**TEKS BACAAN**.
Sudan dan Israel Sepakati Normalisasi Hubungan
Ditengahi AS, Sudan mengikuti jejak UEA dan Bahrain. Pihak Hamas, Palestina menentang.
WASHINGTON DC, SATUHARAPAN.COM-Israel dan Sudan pada hari Jumat (23/10) sepakat untuk menormalisasi hubungan dalam kesepakatan yang ditengahi dengan bantuan Amerika Serikat, menjadikan Sudan negara Arab ketiga yang mengesampingkan permusuhan dengan Israel dalam dua bulan terakhir.
Namun normalisasi hubungan antara Israel dan Sudan, yang diumumkan oleh Gedung Putih, dinilai sebagai "dosa politik" yang merugikan baik warga Palestina maupun Sudan, menurut pernyataan kelompok Islam Palestina, Hamas.
Perjanjian itu "merugikan rakyat Palestina kami dan tujuan adil mereka, dan bahkan merugikan kepentingan nasional Sudan," kata Hamas dalam sebuah pernyataan yang dikutip AFP. "Ini hanya menguntungkan (Perdana Menteri Israel, Benjamin) Netanyahu".
Hapus dari Daftar Sponsor Terorisme
Presiden AS, Donald Trump, yang kembali dalam pemilihan presiden pada 3 November, mengikat perjanjian melalui panggilan telepon pada hari Jumat dengan Perdana Menteri Israel, Benjamin Netanyahu, dan Perdana Menteri Sudan, Abdalla Hamdok, dan Kepala Dewan Transisi, Abdel Fattah Al-Burhan, kata pejabat senior AS.

**TUGAS TERTULIS**.
**A.** Ketik ulang bagian teks tentang normalisasi hubungan Sudan dan Israel, mulai dari "Sudan dan Israel" dan berakhir pada "Islam Palestina, Hamas.".
**B.** Tentukan apakah setiap pernyataan berikut sesuai dengan teks tentang normalisasi hubungan Sudan dan Israel. Jawablah ya atau tidak, disertai kutipan kata-kata teks yang menentukan jawaban tersebut.
(i) Sudan menjadi negara Arab ketiga yang mengesampingkan permusuhan dengan Israel dalam dua bulan terakhir.
(ii) Hamas menyambut baik normalisasi hubungan antara Israel dan Sudan.
(iii) Normalisasi hubungan antara Israel dan Sudan diumumkan oleh Gedung Putih.
**C.** Berdasarkan teks tentang normalisasi hubungan Sudan dan Israel, jelaskan dalam satu sampai tiga kalimat mengapa Hamas menilai normalisasi tersebut sebagai "dosa politik".

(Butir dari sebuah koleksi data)
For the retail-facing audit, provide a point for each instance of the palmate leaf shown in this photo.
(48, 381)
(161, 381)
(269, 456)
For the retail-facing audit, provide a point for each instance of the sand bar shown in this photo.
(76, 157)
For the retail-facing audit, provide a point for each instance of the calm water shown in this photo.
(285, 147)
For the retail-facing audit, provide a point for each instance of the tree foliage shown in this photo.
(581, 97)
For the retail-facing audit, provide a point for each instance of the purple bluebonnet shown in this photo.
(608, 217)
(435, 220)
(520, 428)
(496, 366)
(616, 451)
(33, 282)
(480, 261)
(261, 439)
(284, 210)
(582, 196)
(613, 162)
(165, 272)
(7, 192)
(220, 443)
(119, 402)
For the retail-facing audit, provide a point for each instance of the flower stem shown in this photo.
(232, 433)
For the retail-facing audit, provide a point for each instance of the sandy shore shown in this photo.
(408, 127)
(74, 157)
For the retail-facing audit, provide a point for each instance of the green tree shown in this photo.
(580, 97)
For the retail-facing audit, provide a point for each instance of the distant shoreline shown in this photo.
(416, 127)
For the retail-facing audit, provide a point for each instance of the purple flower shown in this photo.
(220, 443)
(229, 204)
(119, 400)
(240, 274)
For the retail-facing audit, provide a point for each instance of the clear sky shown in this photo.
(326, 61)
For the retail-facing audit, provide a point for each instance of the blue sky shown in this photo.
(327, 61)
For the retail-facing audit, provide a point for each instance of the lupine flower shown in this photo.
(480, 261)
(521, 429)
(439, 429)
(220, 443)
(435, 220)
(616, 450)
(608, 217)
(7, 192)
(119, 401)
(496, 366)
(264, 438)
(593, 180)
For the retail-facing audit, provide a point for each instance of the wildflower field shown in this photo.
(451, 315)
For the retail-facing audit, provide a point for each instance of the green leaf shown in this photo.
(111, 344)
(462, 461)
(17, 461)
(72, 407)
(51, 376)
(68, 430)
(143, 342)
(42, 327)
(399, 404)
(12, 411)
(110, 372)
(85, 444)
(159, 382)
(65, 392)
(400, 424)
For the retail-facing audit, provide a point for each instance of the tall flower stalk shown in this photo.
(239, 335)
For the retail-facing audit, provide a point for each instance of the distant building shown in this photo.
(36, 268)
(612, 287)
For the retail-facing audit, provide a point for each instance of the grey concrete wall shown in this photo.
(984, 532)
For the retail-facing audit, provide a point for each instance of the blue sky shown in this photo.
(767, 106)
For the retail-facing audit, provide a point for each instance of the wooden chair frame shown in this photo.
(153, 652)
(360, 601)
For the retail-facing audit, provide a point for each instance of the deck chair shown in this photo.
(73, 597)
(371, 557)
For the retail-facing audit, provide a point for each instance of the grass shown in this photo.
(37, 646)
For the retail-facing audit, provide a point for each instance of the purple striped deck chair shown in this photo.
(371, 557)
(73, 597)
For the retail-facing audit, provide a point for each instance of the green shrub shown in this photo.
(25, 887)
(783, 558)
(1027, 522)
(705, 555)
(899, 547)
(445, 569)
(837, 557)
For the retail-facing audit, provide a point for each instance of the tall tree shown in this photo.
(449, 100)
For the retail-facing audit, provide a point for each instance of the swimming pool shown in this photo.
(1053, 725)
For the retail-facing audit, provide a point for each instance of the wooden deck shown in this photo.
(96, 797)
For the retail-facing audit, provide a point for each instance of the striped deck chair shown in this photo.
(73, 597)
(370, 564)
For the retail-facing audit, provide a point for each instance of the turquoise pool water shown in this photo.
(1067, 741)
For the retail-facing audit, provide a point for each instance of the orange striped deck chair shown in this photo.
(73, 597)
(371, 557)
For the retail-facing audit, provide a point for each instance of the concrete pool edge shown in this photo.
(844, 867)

**JAWABAN LATIHAN**.
**A.**
Sudan dan Israel Sepakati Normalisasi Hubungan
Ditengahi AS, Sudan mengikuti jejak UEA dan Bahrain. Pihak Hamas, Palestina menentang.
WASHINGTON DC, SATUHARAPAN.COM-Israel dan Sudan pada hari Jumat (23/10) sepakat untuk menormalisasi hubungan dalam kesepakatan yang ditengahi dengan bantuan Amerika Serikat, menjadikan Sudan negara Arab ketiga yang mengesampingkan permusuhan dengan Israel dalam dua bulan terakhir.
Namun normalisasi hubungan antara Israel dan Sudan, yang diumumkan oleh Gedung Putih, dinilai sebagai "dosa politik" yang merugikan baik warga Palestina maupun Sudan, menurut pernyataan kelompok Islam Palestina, Hamas.

**B.**
(i) Ya: "menjadikan Sudan negara Arab ketiga yang mengesampingkan permusuhan dengan Israel dalam dua bulan terakhir".
(ii) Tidak: "dinilai sebagai "dosa politik" yang merugikan baik warga Palestina maupun Sudan".
(iii) Ya: "yang diumumkan oleh Gedung Putih".

**C.** Menurut Hamas, perjanjian itu merugikan rakyat Palestina dan tujuan adil mereka, bahkan merugikan kepentingan nasional Sudan. Hamas juga menyatakan bahwa perjanjian tersebut hanya menguntungkan Perdana Menteri Israel, Benjamin Netanyahu.